▶ [Dokumentausschnitt]:
14.59
Abgeordnete Dr. Susanne Fürst (FPÖ): Sehr geehrter Herr Präsident! Sehr geehrter Herr Bundeskanzler! Sehr geehrte Damen und Herren! Ich hoffe, Herr Kollege Engelberg, ich erfülle jetzt Ihre Kriterien der Eleganz und des Respekts. Ich habe es fest vor.
Ich habe im U-Ausschuss die Vernehmung des Herrn Bundeskanzlers live mitverfolgt, ich bin 4 Stunden drinnen gesessen. (Abg. Steinacker: Vernehmung! Vernehmung! – Weitere Zwischenrufe bei der ÖVP.) Der strahlende Prinz kam herein, freundlich, bereit aufzuklären, Auskunft zu geben. (Anhaltende Zwischenrufe bei der ÖVP.) – Sie müssen die Maske abnehmen, ich kann nichts verstehen, Gott sei Dank! (Präsident Sobotka gibt das Glockenzeichen.)

▶ [Gesammelte Daten]:
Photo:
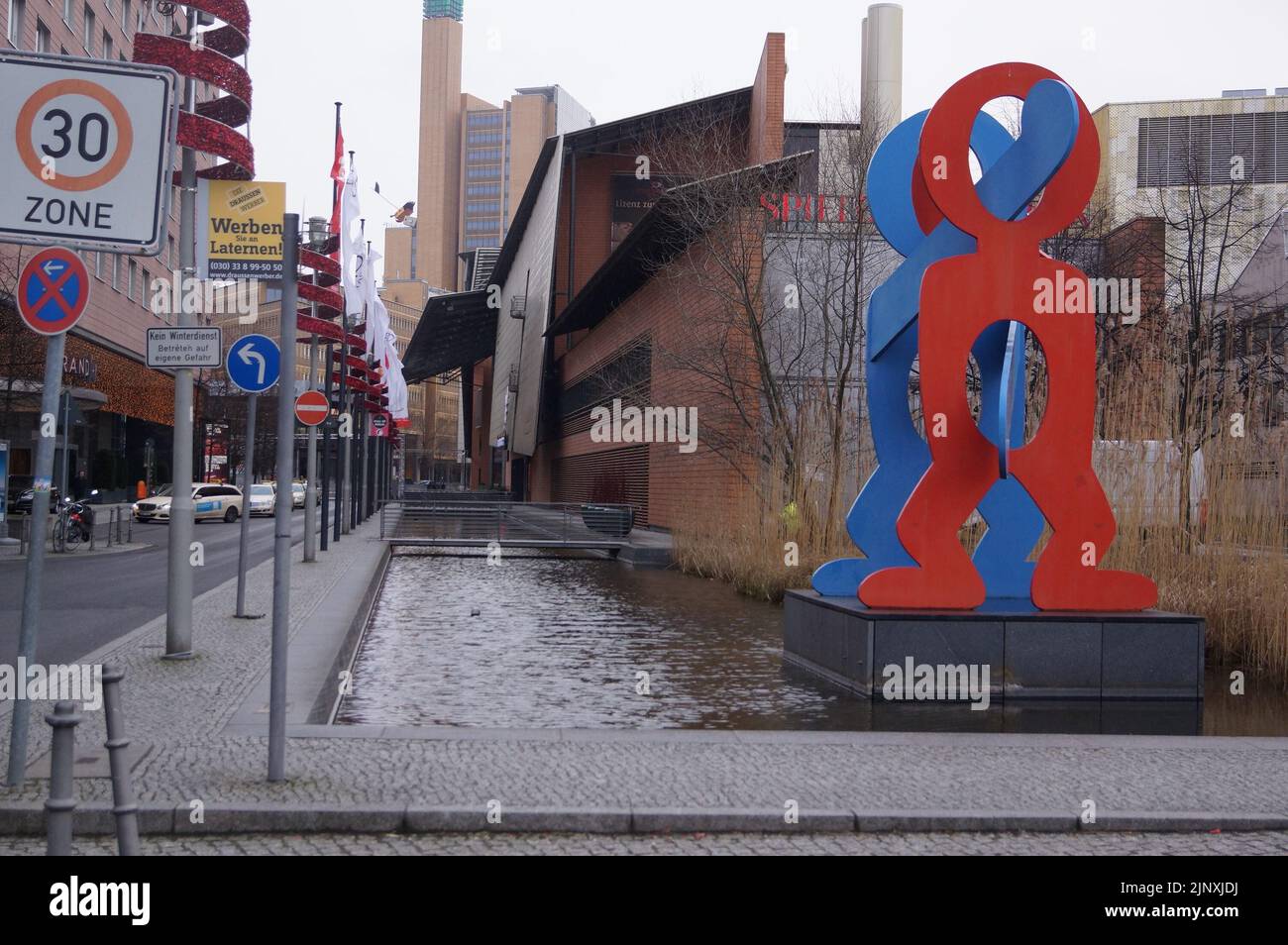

▶ [Ihre Aufgaben]:
**1)** Wie viele Stunden saß Dr. Susanne Fürst laut dem Dokumentausschnitt bei der Vernehmung des Bundeskanzlers im U-Ausschuss?
**2)** Setzen Sie den Dokumentausschnitt mit der Rede von Dr. Susanne Fürst im Anschluss an den letzten Satz fort.

▶ [Ergebnisse]:
**1)** Vier Stunden.

**2)**
Der vielbeschäftigte Bundeskanzler nahm sich Zeit, er wollte sich erinnern, er konnte sich erinnern; in der Befragung dazwischen gespielte Empörung – gut gemacht –, allerdings dann ein Stolperer: Es kam der Punkt Bestellung von Thomas Schmid zum Öbag-Vorstand. Jeder weiß, wie es war: Ihr zwei (mit den Zeigefingern nach rechts und links in Richtung Bundeskanzler Kurz und Bundesminister Blümel weisend) habt es euch ausgemacht.
Es geht um die drei mächtigsten Positionen im Land – Bundeskanzler, Finanzminister, Öbag-Chef, der die staatlichen Beteiligungen, sozusagen den Goldschatz ganz Österreichs, innehat –, alle in ÖVP-Hand: Klar, Wahlsieger, bei den Koalitionsverhandlungen gut verhandelt. (Heiterkeit bei der FPÖ.)
Statt dazu zu stehen und zu sagen: Ja, ich kenne Thomas Schmid gut, ich weiß um seine Qualitäten und um seine Qualifikation, daher habe ich es unterstützt!, ein Gerede von: Ich wurde am Rande informiert – ich war eingebunden, heißt das jetzt –, ich habe, irgendwo in cc, als Bundeskanzler nichts entschieden. Es wird von einer Ausschreibung erzählt, dem Verfahren, das da eingehalten wurde; der Finanzminister, der Aufsichtsrat haben das bestimmt.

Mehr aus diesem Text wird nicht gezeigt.